[[ SOURCE MATERIAL open ]]

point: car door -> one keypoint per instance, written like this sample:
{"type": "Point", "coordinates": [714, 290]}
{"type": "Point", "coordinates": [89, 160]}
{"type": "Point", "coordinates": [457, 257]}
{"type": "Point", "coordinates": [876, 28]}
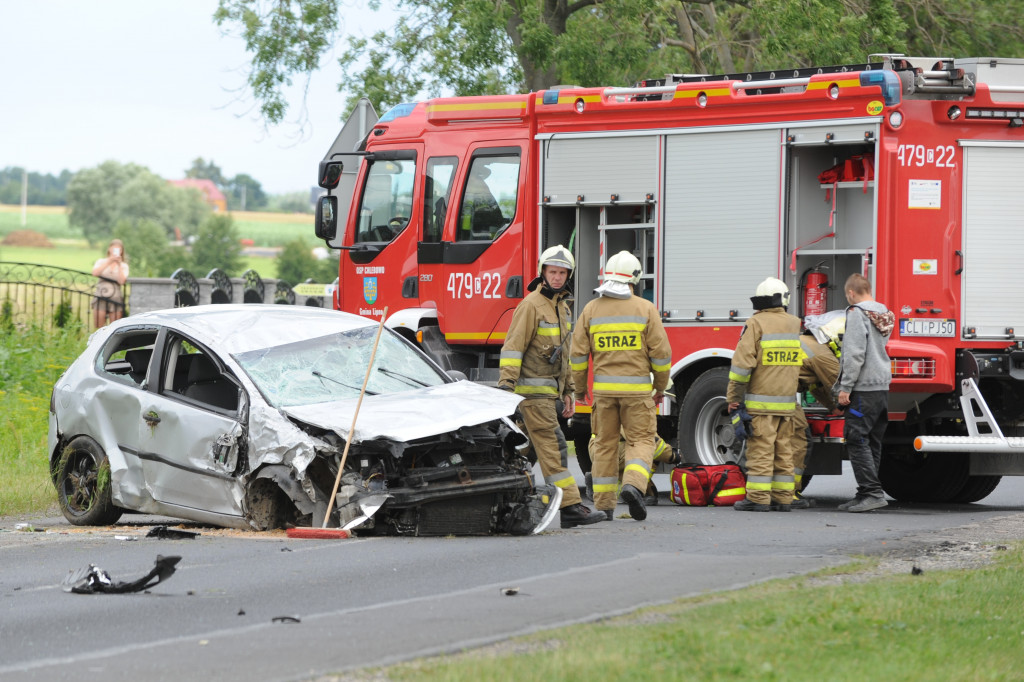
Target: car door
{"type": "Point", "coordinates": [192, 429]}
{"type": "Point", "coordinates": [118, 390]}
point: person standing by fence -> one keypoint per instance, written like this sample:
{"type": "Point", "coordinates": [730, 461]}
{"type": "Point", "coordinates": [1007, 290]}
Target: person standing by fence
{"type": "Point", "coordinates": [109, 300]}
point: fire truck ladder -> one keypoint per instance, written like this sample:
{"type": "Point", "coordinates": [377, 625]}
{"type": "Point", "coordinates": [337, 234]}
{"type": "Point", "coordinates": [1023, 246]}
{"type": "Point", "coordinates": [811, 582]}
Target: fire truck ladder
{"type": "Point", "coordinates": [976, 414]}
{"type": "Point", "coordinates": [930, 76]}
{"type": "Point", "coordinates": [920, 75]}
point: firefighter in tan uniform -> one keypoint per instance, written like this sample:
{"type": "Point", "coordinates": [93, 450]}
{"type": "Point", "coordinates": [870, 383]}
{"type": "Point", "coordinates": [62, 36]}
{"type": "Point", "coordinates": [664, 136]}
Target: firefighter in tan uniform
{"type": "Point", "coordinates": [663, 454]}
{"type": "Point", "coordinates": [818, 374]}
{"type": "Point", "coordinates": [762, 395]}
{"type": "Point", "coordinates": [535, 365]}
{"type": "Point", "coordinates": [623, 334]}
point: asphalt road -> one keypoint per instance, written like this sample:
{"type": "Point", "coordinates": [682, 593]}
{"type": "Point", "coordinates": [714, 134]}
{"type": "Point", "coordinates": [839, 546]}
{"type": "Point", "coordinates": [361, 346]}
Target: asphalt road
{"type": "Point", "coordinates": [372, 601]}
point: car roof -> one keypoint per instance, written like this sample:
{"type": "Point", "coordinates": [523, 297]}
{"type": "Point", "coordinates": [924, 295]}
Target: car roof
{"type": "Point", "coordinates": [244, 327]}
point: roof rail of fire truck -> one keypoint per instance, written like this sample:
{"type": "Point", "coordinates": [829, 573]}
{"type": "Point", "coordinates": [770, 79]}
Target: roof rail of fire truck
{"type": "Point", "coordinates": [920, 75]}
{"type": "Point", "coordinates": [930, 75]}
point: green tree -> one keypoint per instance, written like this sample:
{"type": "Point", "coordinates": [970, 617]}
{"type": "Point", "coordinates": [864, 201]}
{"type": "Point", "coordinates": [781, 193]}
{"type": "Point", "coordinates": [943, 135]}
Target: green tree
{"type": "Point", "coordinates": [496, 46]}
{"type": "Point", "coordinates": [100, 198]}
{"type": "Point", "coordinates": [217, 245]}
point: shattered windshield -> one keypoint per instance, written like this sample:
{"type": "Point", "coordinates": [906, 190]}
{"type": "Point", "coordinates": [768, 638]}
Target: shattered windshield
{"type": "Point", "coordinates": [333, 368]}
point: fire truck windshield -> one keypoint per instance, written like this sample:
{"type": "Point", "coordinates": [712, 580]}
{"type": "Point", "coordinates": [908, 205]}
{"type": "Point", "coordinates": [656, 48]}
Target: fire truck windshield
{"type": "Point", "coordinates": [387, 200]}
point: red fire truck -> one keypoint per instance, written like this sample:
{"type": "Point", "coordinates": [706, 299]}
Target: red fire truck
{"type": "Point", "coordinates": [906, 170]}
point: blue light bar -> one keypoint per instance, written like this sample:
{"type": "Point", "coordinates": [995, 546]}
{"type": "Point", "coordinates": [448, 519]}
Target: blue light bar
{"type": "Point", "coordinates": [889, 82]}
{"type": "Point", "coordinates": [398, 112]}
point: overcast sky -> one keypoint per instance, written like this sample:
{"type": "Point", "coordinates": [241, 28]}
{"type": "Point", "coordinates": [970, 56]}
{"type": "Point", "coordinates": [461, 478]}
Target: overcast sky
{"type": "Point", "coordinates": [153, 83]}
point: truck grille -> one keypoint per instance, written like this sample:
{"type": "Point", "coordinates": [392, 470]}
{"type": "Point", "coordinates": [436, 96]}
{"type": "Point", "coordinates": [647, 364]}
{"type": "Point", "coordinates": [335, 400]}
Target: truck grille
{"type": "Point", "coordinates": [913, 367]}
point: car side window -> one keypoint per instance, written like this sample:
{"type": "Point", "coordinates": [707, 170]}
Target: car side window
{"type": "Point", "coordinates": [194, 374]}
{"type": "Point", "coordinates": [436, 195]}
{"type": "Point", "coordinates": [126, 355]}
{"type": "Point", "coordinates": [491, 195]}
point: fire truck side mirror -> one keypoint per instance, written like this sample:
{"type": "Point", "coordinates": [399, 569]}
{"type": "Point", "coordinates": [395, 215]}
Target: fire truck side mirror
{"type": "Point", "coordinates": [330, 174]}
{"type": "Point", "coordinates": [327, 218]}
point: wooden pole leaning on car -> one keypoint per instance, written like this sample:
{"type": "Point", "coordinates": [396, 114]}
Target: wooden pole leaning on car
{"type": "Point", "coordinates": [325, 533]}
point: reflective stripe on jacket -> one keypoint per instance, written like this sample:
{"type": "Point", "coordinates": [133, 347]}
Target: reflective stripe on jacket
{"type": "Point", "coordinates": [765, 368]}
{"type": "Point", "coordinates": [819, 371]}
{"type": "Point", "coordinates": [540, 325]}
{"type": "Point", "coordinates": [627, 341]}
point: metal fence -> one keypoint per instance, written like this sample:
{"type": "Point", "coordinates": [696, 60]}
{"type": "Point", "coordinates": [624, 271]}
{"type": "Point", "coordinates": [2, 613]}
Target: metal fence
{"type": "Point", "coordinates": [51, 297]}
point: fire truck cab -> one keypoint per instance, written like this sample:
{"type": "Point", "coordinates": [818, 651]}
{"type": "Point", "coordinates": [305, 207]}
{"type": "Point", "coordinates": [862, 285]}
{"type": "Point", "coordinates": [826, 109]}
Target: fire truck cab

[[ SOURCE MATERIAL closed ]]

**EXERCISE GOAL**
What's needed is an exact copy of every entry, minus the pictures.

**TASK ANSWER**
point: car door -> one keypoint per instance, written like this sample:
{"type": "Point", "coordinates": [714, 290]}
{"type": "Point", "coordinates": [89, 160]}
{"type": "Point", "coordinates": [457, 257]}
{"type": "Point", "coordinates": [876, 28]}
Target: car door
{"type": "Point", "coordinates": [192, 429]}
{"type": "Point", "coordinates": [118, 390]}
point: person standing by fence -> one keypoint per instance, written like this sample:
{"type": "Point", "coordinates": [730, 461]}
{"type": "Point", "coordinates": [1007, 290]}
Target: person standing by fence
{"type": "Point", "coordinates": [109, 300]}
point: fire truck ladder -> one keypoint per instance, written like this sample:
{"type": "Point", "coordinates": [377, 625]}
{"type": "Point", "coordinates": [337, 234]}
{"type": "Point", "coordinates": [1023, 246]}
{"type": "Point", "coordinates": [811, 582]}
Target: fire truck ladder
{"type": "Point", "coordinates": [976, 414]}
{"type": "Point", "coordinates": [930, 76]}
{"type": "Point", "coordinates": [920, 75]}
point: firefighter in tan uniform -> one keypoint per instance, written like this sample:
{"type": "Point", "coordinates": [93, 450]}
{"type": "Point", "coordinates": [870, 383]}
{"type": "Point", "coordinates": [62, 36]}
{"type": "Point", "coordinates": [664, 136]}
Target: firefighter in tan uniform
{"type": "Point", "coordinates": [663, 454]}
{"type": "Point", "coordinates": [818, 374]}
{"type": "Point", "coordinates": [762, 395]}
{"type": "Point", "coordinates": [535, 365]}
{"type": "Point", "coordinates": [623, 334]}
point: asphalt road -> one keypoint per instance, written like this sample:
{"type": "Point", "coordinates": [682, 593]}
{"type": "Point", "coordinates": [714, 134]}
{"type": "Point", "coordinates": [839, 546]}
{"type": "Point", "coordinates": [361, 346]}
Target: asphalt road
{"type": "Point", "coordinates": [372, 601]}
point: car roof -> one keypoint per instance, written like this sample:
{"type": "Point", "coordinates": [523, 297]}
{"type": "Point", "coordinates": [924, 295]}
Target: car roof
{"type": "Point", "coordinates": [244, 327]}
point: roof rail of fire truck -> one keypoint per instance, written like this sample:
{"type": "Point", "coordinates": [829, 573]}
{"type": "Point", "coordinates": [770, 79]}
Target: roof rail of fire truck
{"type": "Point", "coordinates": [920, 75]}
{"type": "Point", "coordinates": [930, 75]}
point: green tree -> one keypoint per instance, written like this sample:
{"type": "Point", "coordinates": [970, 617]}
{"type": "Point", "coordinates": [864, 201]}
{"type": "Point", "coordinates": [781, 193]}
{"type": "Point", "coordinates": [943, 135]}
Target: green tree
{"type": "Point", "coordinates": [496, 46]}
{"type": "Point", "coordinates": [100, 198]}
{"type": "Point", "coordinates": [217, 245]}
point: shattered windshield -> one keypoint per instance, written like this sample:
{"type": "Point", "coordinates": [906, 190]}
{"type": "Point", "coordinates": [768, 638]}
Target: shattered windshield
{"type": "Point", "coordinates": [333, 368]}
point: fire truck windshield -> one keypoint per instance, written like this sample:
{"type": "Point", "coordinates": [712, 580]}
{"type": "Point", "coordinates": [908, 205]}
{"type": "Point", "coordinates": [656, 48]}
Target: fire truck windshield
{"type": "Point", "coordinates": [387, 200]}
point: red fire truck -> one keypoint per instance, written like this sample:
{"type": "Point", "coordinates": [706, 299]}
Target: red fire truck
{"type": "Point", "coordinates": [906, 170]}
point: blue light bar -> one keypoint per instance, written like this sample:
{"type": "Point", "coordinates": [995, 546]}
{"type": "Point", "coordinates": [448, 519]}
Target: blue light bar
{"type": "Point", "coordinates": [889, 82]}
{"type": "Point", "coordinates": [398, 112]}
point: overcast sky -> one keypoint per instance, written like this sample:
{"type": "Point", "coordinates": [241, 28]}
{"type": "Point", "coordinates": [970, 56]}
{"type": "Point", "coordinates": [461, 478]}
Target: overcast sky
{"type": "Point", "coordinates": [153, 83]}
point: truck grille -> one keypoint per instance, written like this sample:
{"type": "Point", "coordinates": [392, 470]}
{"type": "Point", "coordinates": [436, 96]}
{"type": "Point", "coordinates": [647, 364]}
{"type": "Point", "coordinates": [335, 400]}
Target: truck grille
{"type": "Point", "coordinates": [913, 367]}
point: car side window -> one keypoint per instance, written like this sample:
{"type": "Point", "coordinates": [707, 170]}
Target: car side window
{"type": "Point", "coordinates": [194, 374]}
{"type": "Point", "coordinates": [436, 195]}
{"type": "Point", "coordinates": [126, 355]}
{"type": "Point", "coordinates": [491, 195]}
point: fire truck side mirror -> one keypoint per instance, written like this sample:
{"type": "Point", "coordinates": [399, 569]}
{"type": "Point", "coordinates": [395, 215]}
Target: fire truck side mirror
{"type": "Point", "coordinates": [330, 174]}
{"type": "Point", "coordinates": [327, 218]}
point: wooden pole leaning on car -> one keypoint per instance, written like this sample:
{"type": "Point", "coordinates": [396, 114]}
Target: wooden pole leaning on car
{"type": "Point", "coordinates": [325, 533]}
point: reflective stripe on jacket -> one keypoint per instance, written like this sample:
{"type": "Point", "coordinates": [133, 347]}
Target: reflective stripe on jacket
{"type": "Point", "coordinates": [765, 368]}
{"type": "Point", "coordinates": [819, 371]}
{"type": "Point", "coordinates": [540, 325]}
{"type": "Point", "coordinates": [627, 341]}
point: metal fence -> one keypoint per instance, written like this sample:
{"type": "Point", "coordinates": [696, 60]}
{"type": "Point", "coordinates": [624, 271]}
{"type": "Point", "coordinates": [2, 613]}
Target: metal fence
{"type": "Point", "coordinates": [51, 297]}
point: fire truck cab -> one keypoint per instance, written like this sample:
{"type": "Point", "coordinates": [818, 651]}
{"type": "Point", "coordinates": [305, 207]}
{"type": "Point", "coordinates": [862, 285]}
{"type": "Point", "coordinates": [826, 109]}
Target: fire truck cab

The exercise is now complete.